▶ [Written request]: Please extend the text below on Facebook, Cambridge Analytica and Mark Zuckerberg's testimony to Congress, picking up after its last sentence.

Big Questions about Big Data: Facebook, Cambridge Analytica and Wider Questions for Christians

On 10 April, Facebook CEO Mark Zuckerberg testified before the United States congress in the wake of a huge scandal in which the personal data of some 87 million Facebook users had been harvested by Cambridge Analytica and allegedly used to influence elections.

The five hour interrogation quickly melted into a remedial class on Social Media as Facebook’s founder spent most of his time walking senators through Facebook’s terms of service, how online advertising works and how the public interact with the platform that Facebook provides. Anyone hoping that Facebook would be subjected to intense scrutiny was seriously disappointed as Zuckerberg encountered the most powder-puff of questioning.

Amongst the beauties Zuckerberg had to answer, one Senator asked “How do you sustain a business model in which users don’t pay for your service?” To which Facebook’s CEO simply answered: “Senator, we run adverts”. Senator Lindsey Graham asked who Facebook’s biggest competitors were. Zuckerberg mumbled names like Google, Apple, Amazon and Microsoft. They aren’t really competitors. It doesn’t take a very deep understanding of Facebook to know that those other companies may be competitors as major tech giants, but they all serve very different functions. Looked at in terms of function, Facebook’s competitors are LinkedIn (for professional networks), Twitter and Instagram (which, incidentally, Facebook purchased in 2012).

Region labeling entries
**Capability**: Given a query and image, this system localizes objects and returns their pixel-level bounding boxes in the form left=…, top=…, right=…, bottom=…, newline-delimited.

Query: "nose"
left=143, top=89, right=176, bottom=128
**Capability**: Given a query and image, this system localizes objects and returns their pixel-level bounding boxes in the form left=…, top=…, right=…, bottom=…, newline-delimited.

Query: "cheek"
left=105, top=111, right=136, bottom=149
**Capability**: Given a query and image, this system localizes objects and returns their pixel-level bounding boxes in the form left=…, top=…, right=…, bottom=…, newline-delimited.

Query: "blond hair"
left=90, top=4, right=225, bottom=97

▶ [Solved problem]:
Senator Brian Schatz asked “If I’m emailing within WhatsApp, does that ever inform your advertisers?” Where to start with this one. Not only do you not send emails over WhatsApp, it’s also well-known for being end-to-end encrypted (E2EE). The main problem with the Senator’s daft question, however, is that it came pretty close to being a good one. Facebook can’t use encrypted content to serve you ads, but Facebook does own WhatsApp and they do use WhatsApp “account information” to serve ads. European data protection law forced that practice to stop in 2016, but in other parts of the world (notably the USA) it continues and it has never been very clear as to what “account information” data in WhatsApp is being shared.

At the centre of the current scandal lies the story that in 2014 a Cambridge academic developed an app called ‘thisismydigitallife’. The app paid users a small amount of money to take a personality quiz, but to take that quiz, you had to give the app access to your Facebook profile. Based on your Facebook likes and other data for which the app was granted access, the app attempted to predict your personality, based on the widely used OCEAN scale.

Around 270,000 people did some version of this quiz. However, when those users gave 'thisismydigitallife' access to their accounts, the way that the app was built via Facebook’s API meant users also effectively granted the app access to the public profile information of all their Facebook friends. If their friends' Likes, relationship status, location and other information were set to “viewable by anyone”, those users’ information was fair game to be harvested even though they had never made use of the app or taken the quiz.

Given that the average user has around 300 Facebook friends, 270,000 ‘quizzers’ quickly gave the app makers access to a dataset involving millions. It was subsequently confirmed on the 4th of April that 87 million people had been affected.

It was controversial at the time the app was built in 2014. Facebook hadn’t anticipated people using the API in this way and an update around the end of 2014 into 2015 removed the ability to get at your friends’ information. Where it started to get very messy subsequently is that the academic allegedly violated Facebook’s API’s terms of service by selling that dataset of 87 million people to a political firm called Cambridge Analytica.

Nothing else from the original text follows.